Task instructions = Each record that follows should be repeated exactly, minus any images.

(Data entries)
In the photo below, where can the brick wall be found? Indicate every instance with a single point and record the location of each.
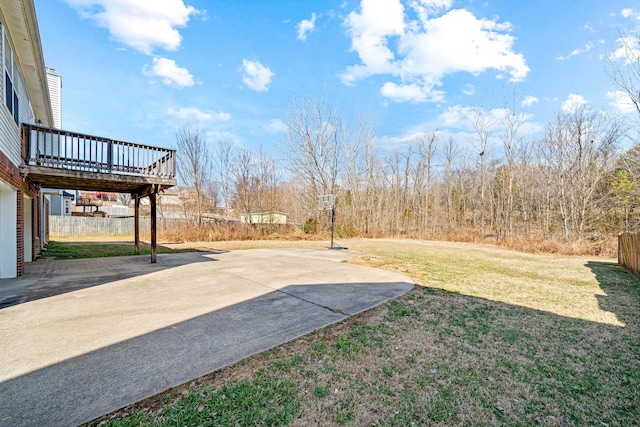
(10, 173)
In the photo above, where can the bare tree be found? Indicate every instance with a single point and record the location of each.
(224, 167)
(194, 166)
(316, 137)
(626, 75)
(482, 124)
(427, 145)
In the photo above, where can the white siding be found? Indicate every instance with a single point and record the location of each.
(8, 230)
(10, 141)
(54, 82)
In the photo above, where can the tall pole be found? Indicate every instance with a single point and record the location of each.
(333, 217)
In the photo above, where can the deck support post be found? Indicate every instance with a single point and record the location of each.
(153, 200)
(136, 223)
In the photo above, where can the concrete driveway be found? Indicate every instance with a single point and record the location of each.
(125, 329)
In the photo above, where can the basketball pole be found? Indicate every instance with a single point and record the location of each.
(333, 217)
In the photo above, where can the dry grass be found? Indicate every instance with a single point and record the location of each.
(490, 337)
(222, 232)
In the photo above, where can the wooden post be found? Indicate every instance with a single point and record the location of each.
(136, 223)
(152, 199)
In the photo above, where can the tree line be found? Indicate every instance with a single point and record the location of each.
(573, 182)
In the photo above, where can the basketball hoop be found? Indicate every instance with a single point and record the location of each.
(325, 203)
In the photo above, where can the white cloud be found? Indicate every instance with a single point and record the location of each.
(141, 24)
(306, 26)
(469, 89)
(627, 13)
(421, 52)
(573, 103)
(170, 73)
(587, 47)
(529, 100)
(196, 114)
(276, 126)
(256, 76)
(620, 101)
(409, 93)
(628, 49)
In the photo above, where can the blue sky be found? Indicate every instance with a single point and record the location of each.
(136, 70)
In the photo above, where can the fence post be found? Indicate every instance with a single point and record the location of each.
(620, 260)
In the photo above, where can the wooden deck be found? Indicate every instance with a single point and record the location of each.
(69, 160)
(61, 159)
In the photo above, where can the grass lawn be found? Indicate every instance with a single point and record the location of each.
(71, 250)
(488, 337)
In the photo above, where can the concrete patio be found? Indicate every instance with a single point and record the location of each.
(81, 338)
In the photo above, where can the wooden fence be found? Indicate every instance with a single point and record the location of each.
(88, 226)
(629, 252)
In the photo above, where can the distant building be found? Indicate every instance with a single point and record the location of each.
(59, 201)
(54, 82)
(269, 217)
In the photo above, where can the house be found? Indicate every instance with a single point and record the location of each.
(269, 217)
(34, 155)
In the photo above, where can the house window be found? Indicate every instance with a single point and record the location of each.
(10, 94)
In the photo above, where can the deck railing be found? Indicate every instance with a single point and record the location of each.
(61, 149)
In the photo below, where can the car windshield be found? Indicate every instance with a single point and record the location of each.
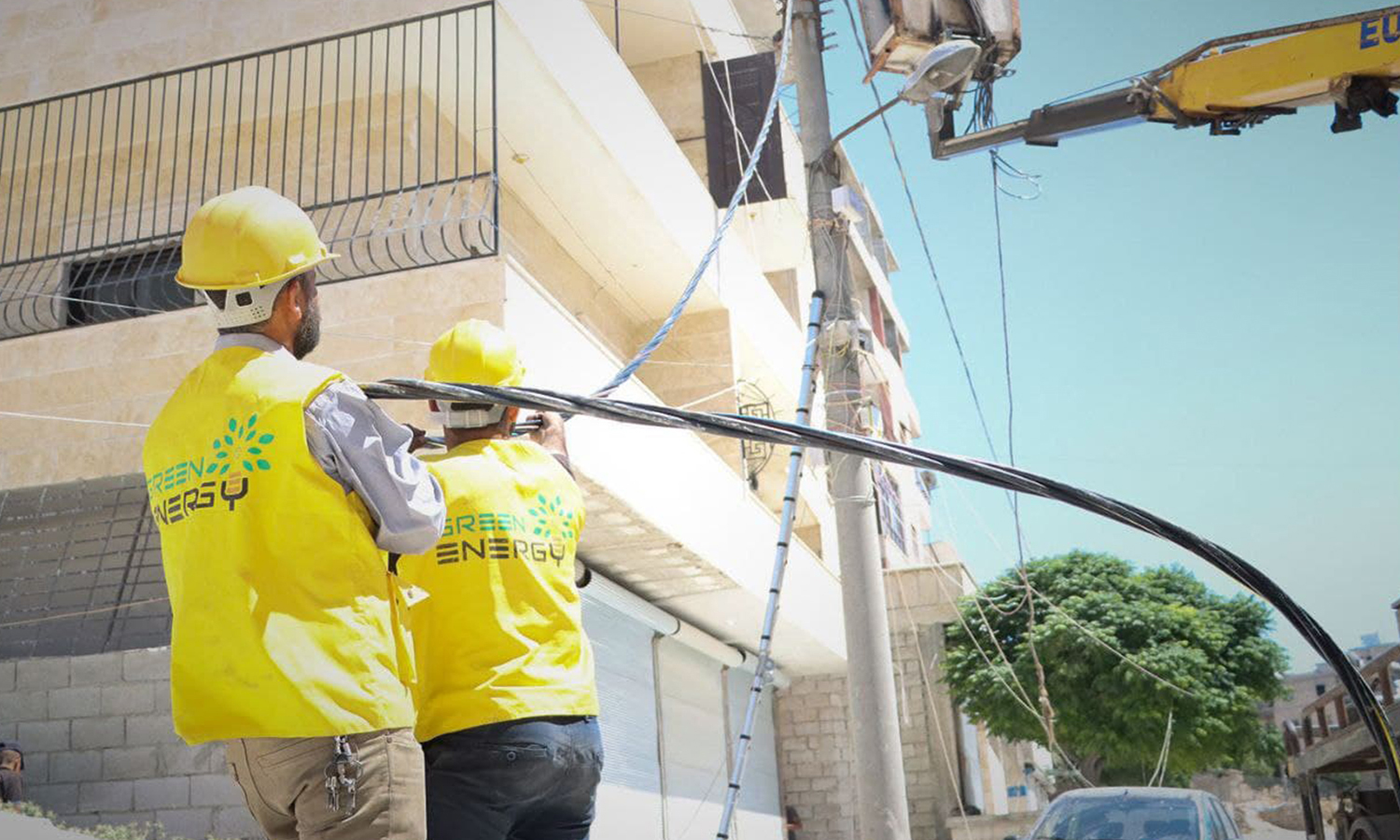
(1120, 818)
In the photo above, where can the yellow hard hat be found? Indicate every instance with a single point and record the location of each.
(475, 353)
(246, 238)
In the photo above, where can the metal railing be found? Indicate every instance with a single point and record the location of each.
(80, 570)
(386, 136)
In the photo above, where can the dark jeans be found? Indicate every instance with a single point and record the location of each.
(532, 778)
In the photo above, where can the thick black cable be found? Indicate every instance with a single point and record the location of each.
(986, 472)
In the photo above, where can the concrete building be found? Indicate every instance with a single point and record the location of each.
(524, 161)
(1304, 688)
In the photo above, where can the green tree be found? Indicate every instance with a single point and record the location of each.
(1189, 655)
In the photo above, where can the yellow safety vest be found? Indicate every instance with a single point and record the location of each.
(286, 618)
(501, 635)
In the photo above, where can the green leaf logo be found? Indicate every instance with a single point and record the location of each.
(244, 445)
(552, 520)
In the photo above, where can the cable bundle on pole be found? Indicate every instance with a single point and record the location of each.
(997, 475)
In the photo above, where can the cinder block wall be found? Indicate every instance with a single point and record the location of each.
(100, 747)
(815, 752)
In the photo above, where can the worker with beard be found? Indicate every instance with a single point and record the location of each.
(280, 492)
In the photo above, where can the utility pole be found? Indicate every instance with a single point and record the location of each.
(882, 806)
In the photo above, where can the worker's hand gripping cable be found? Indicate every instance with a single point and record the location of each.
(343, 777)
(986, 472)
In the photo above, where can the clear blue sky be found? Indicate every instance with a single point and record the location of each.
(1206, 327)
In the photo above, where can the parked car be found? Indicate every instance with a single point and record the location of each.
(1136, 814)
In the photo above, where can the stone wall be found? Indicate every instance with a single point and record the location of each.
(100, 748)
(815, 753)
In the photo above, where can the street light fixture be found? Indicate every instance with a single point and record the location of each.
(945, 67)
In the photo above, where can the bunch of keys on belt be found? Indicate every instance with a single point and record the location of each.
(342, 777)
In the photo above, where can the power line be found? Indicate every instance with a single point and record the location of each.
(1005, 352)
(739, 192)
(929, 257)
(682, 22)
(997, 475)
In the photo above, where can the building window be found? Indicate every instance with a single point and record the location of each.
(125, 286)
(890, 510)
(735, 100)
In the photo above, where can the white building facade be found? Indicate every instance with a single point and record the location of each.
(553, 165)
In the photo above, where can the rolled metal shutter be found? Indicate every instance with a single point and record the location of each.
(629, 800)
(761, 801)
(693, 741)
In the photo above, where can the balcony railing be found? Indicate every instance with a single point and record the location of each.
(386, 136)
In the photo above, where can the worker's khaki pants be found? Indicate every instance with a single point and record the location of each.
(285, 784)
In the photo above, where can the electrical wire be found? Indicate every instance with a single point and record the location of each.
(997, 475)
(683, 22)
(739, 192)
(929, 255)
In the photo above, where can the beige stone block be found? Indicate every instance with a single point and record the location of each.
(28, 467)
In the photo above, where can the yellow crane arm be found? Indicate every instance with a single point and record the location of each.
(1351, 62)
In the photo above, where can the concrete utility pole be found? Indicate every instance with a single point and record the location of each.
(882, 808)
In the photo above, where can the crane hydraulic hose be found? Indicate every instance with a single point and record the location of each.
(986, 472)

Solution for this exercise =
In the photo below, where can the brick wall be found? Indicate every instance with a single point and record the location of each.
(10, 173)
In the photo above, where can the bare tree be found? Indicate every instance with a single point and record the location of each.
(224, 167)
(194, 166)
(316, 137)
(626, 75)
(482, 124)
(427, 145)
In the photo above, where can the white siding be found? Indicate every instance with a single point and record the location of each.
(8, 230)
(10, 141)
(54, 82)
In the photo above, where can the tall pole be found? Indicate every instance with a single point and record the location of each.
(333, 217)
In the photo above, where can the deck support post be found? Indicate every instance with a single point and record the location of each.
(153, 200)
(136, 223)
In the photo above, where can the concrete driveway be found? Indicate every instance with a single point and record the location of each.
(125, 329)
In the photo above, where can the basketball pole be found? Indicate every instance with a single point and record the location of each.
(333, 217)
In the photo above, where can the dry grass be found? Indicate every instance with a single point and record the location of each.
(490, 337)
(222, 232)
In the photo above, where can the wooden post be found? Indicate every instance with a single point and record the location of each.
(136, 223)
(152, 199)
In the photo above, where can the tree line be found? Indicate every instance with a single point and record the location of each.
(573, 182)
In the photo above, where can the basketball hoop be found? Indicate every instance with a single point and record the location of each.
(325, 203)
In the photo above, where can the white cloud be found? Indicate every instance with a single point and record the location of each.
(141, 24)
(306, 26)
(469, 89)
(627, 13)
(421, 52)
(573, 103)
(170, 73)
(587, 47)
(529, 100)
(196, 114)
(276, 126)
(256, 76)
(620, 101)
(409, 93)
(628, 49)
In the photo above, where can the blue sky be found? Indicate every instance with a single point and record the location of each.
(136, 70)
In the photo above, where can the fence post be found? Indicate every instance with a single point and record the location of each.
(620, 260)
In the photo above, where can the wooden deck be found? Indicate every instance with a single point and record the location of each.
(69, 160)
(61, 159)
In the photo above, where can the grass lawn be found? Indicate every instance with a single point and record the location of each.
(71, 250)
(488, 337)
In the photo above, where can the concrete patio be found? Indicate every instance with a single point and record the location of each.
(81, 338)
In the photo above, where can the wooden fence be found? Indicate every instance with a single point and record the location of each.
(88, 226)
(629, 252)
In the photo above, where can the distant building be found? Indicate every instance with a single point and record the location of each.
(59, 201)
(54, 82)
(269, 217)
In the photo above, where can the house be found? Indicate every instance with a single point and record the location of each.
(269, 217)
(34, 155)
In the photo above, where can the house window be found? Indicate every instance with a single point and record the location of each.
(10, 94)
In the photo above, where can the deck railing be found? Indicate every instance with a single point and record the location of each.
(61, 149)
In the photo below, where can the car windshield be found? Indicate every instance with a single point and record the location of each.
(1120, 818)
In the photo above, where can the yellow hard hat be found? Indicate every instance with a single point and record the location of each.
(475, 353)
(246, 238)
In the photo above, where can the metal railing be found? Indicate every instance with a single point and record the location of each.
(80, 570)
(386, 136)
In the photo above, where can the dark jeans be found? Indicate every instance with a single point and record the location of each.
(532, 778)
In the photo above, where can the thick black cable be found? Indicate every instance with a single point and record the location of each.
(986, 472)
In the photo above, where can the concrete building be found? Indicate every instance with a single point and record the location of each.
(524, 161)
(1304, 688)
In the photo above, where can the green tree be found? Indicate every instance with a single point and record the location of each.
(1189, 655)
In the photo above, where can the yellow safety vest be found? Indicate every instance with a single point and record the location of each.
(286, 618)
(501, 635)
In the photo above, where can the green leaf logo be found? Indicate every instance with a single point and record the location of each.
(244, 445)
(552, 520)
In the photo above, where can the cable bundle on pole be found? Indicate every instance with a single point and record the location of each.
(997, 475)
In the photo above, where can the cinder block wall be found? Indicate every instance with a single point and record the location of each.
(100, 747)
(815, 752)
In the photo above, where can the worker with beard be found? Indicate every instance with a single point and record the location of each.
(280, 492)
In the photo above, where can the utility pole be found? Indicate every instance with a single point and record the location of each.
(882, 806)
In the photo above, where can the worker's hand gripping cable be found? Indicate every instance with a single point and record the location of each.
(343, 777)
(986, 472)
In the photo above, where can the clear blue sky be found? Indicate every instance with a single point and record the location of each.
(1206, 327)
In the photo above, where can the parked car be found? Indicate every instance with a single point and record the location of each.
(1136, 814)
In the photo above, where can the stone wall be found? Indicate every instance with a single point and record the location of each.
(100, 748)
(815, 753)
In the photo above, where can the street light fixture be found? Indicate every instance with a single point and record the location of each.
(945, 67)
In the photo above, where can the bunch of keys on belt be found? Indicate every instance with a single point and record the location of each.
(342, 777)
In the photo above, where can the power line be found? Indicate every instance with a single point and record the location of each.
(1005, 352)
(739, 192)
(929, 257)
(682, 22)
(997, 475)
In the photo above, where can the building window be found? Indicate every instance with a single point and record the location of each.
(125, 286)
(890, 510)
(735, 100)
In the photo above, where can the white building facade be found? Indicate every instance with a single point and record the location of each.
(553, 165)
In the photo above, where can the rolled metal shutter be found? Indicate every instance with a single point and record the location of each.
(629, 800)
(761, 801)
(693, 741)
In the photo above, where can the balcony railing be found? Indicate every instance with a single point and record the location of each.
(386, 136)
In the photo above, where can the worker's khaki pants be found? Indicate every instance with a single point and record the location of each.
(285, 784)
In the photo above, where can the electrical wire be found? Indicate every instance with a single point and record the location of each.
(997, 475)
(683, 22)
(739, 192)
(929, 255)
In the photo above, where can the beige stone block be found? Indicate every instance with a single point and record the location of each.
(28, 467)
In the photo above, where can the yellow crane arm be found? Indicate every instance with a single point and record the location of each.
(1351, 62)
In the photo above, where can the concrete utility pole be found? Indicate every instance with a single point and record the location of each.
(882, 808)
In the photo above, where can the crane hydraulic hose be found? Indicate every instance with a single point and record the location of each.
(986, 472)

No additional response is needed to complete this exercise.